ULDALE, a parish, in the union of Wigton, Allerdale ward below Derwent, W. division of Cumberland, 8 miles (S. by W.) from Wigton; containing 330 inhabitants. The parish comprises 2217a. 3r. 10p., exclusively of waste and common. The river Ellen has its source here, in two small lakes well stocked with various kinds of fish; about a mile and a half south-east from which, a brook, tumbling from a lofty mountain over several rocky precipices, forms a beautiful cascade termed White-Water Dash. Coal, freestone, limestone, and peat abound. A large fair for sheep is held on August 29th. The living is a rectory, valued in the king's books at £17. 18. 1½.; net income, £151; patron, the Rev. Joseph Cape. The church was rebuilt by the parishioners in 1730. The free school, founded in 1726, has an endowment of about £47 per annum.

Uley (St. Giles)

**Recorded data**

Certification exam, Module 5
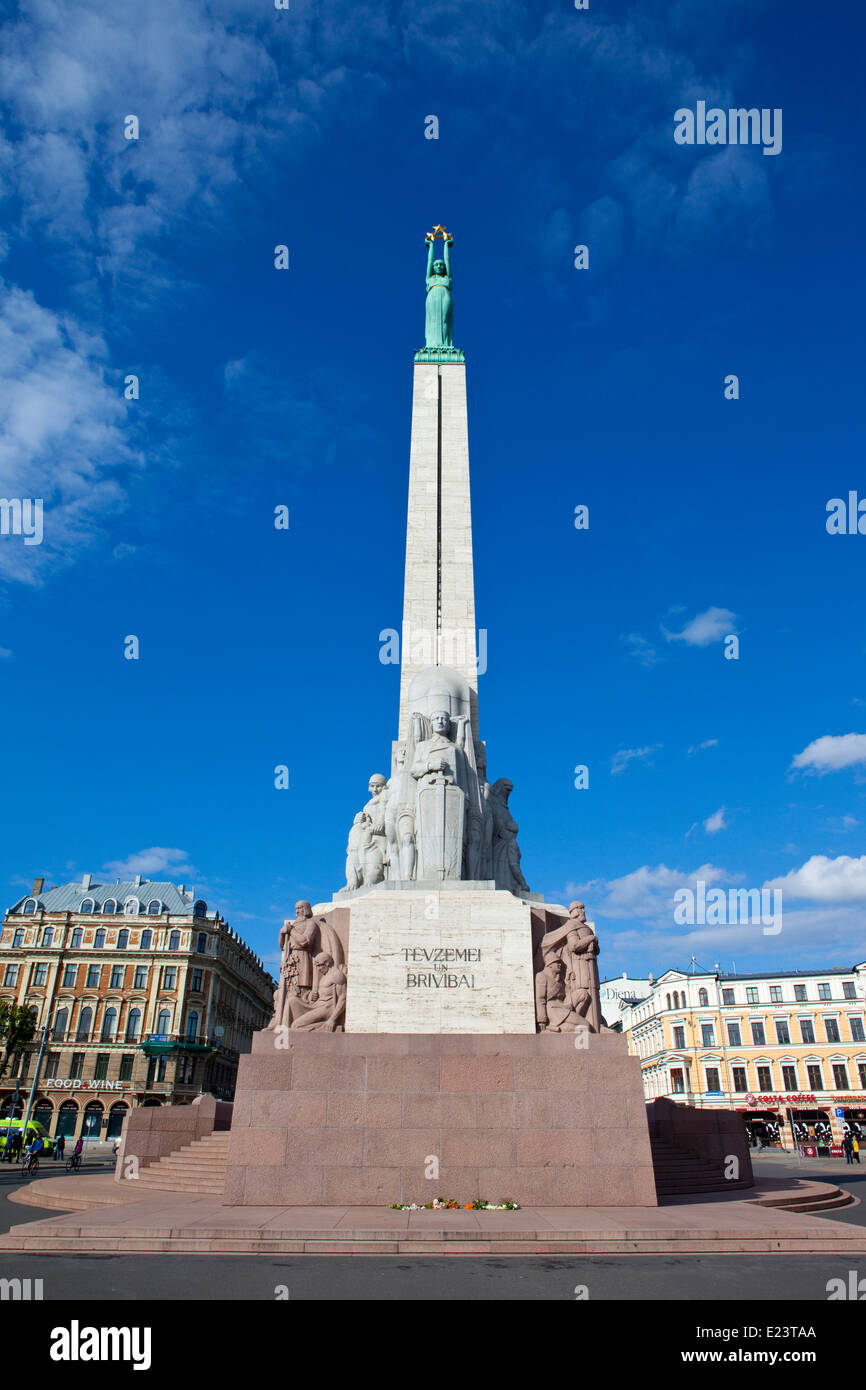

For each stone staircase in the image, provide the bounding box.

**Parts of the exercise**
a - Can you repeat the Uldale entry, beginning at the words "ULDALE, a parish, in" and stopping after "Uley (St. Giles)", but switch "cascade" to "waterfall"?
b - Answer these about the Uldale entry:
(i) How many inhabitants does the parish contain?
(ii) On what date is the sheep fair held?
(iii) In what year was the free school founded?
The listing has no connection to the Uldale entry.

**Final results**
a -
ULDALE, a parish, in the union of Wigton, Allerdale ward below Derwent, W. division of Cumberland, 8 miles (S. by W.) from Wigton; containing 330 inhabitants. The parish comprises 2217a. 3r. 10p., exclusively of waste and common. The river Ellen has its source here, in two small lakes well stocked with various kinds of fish; about a mile and a half south-east from which, a brook, tumbling from a lofty mountain over several rocky precipices, forms a beautiful waterfall termed White-Water Dash. Coal, freestone, limestone, and peat abound. A large fair for sheep is held on August 29th. The living is a rectory, valued in the king's books at £17. 18. 1½.; net income, £151; patron, the Rev. Joseph Cape. The church was rebuilt by the parishioners in 1730. The free school, founded in 1726, has an endowment of about £47 per annum.

Uley (St. Giles)

b -
(i) 330
(ii) August 29th
(iii) 1726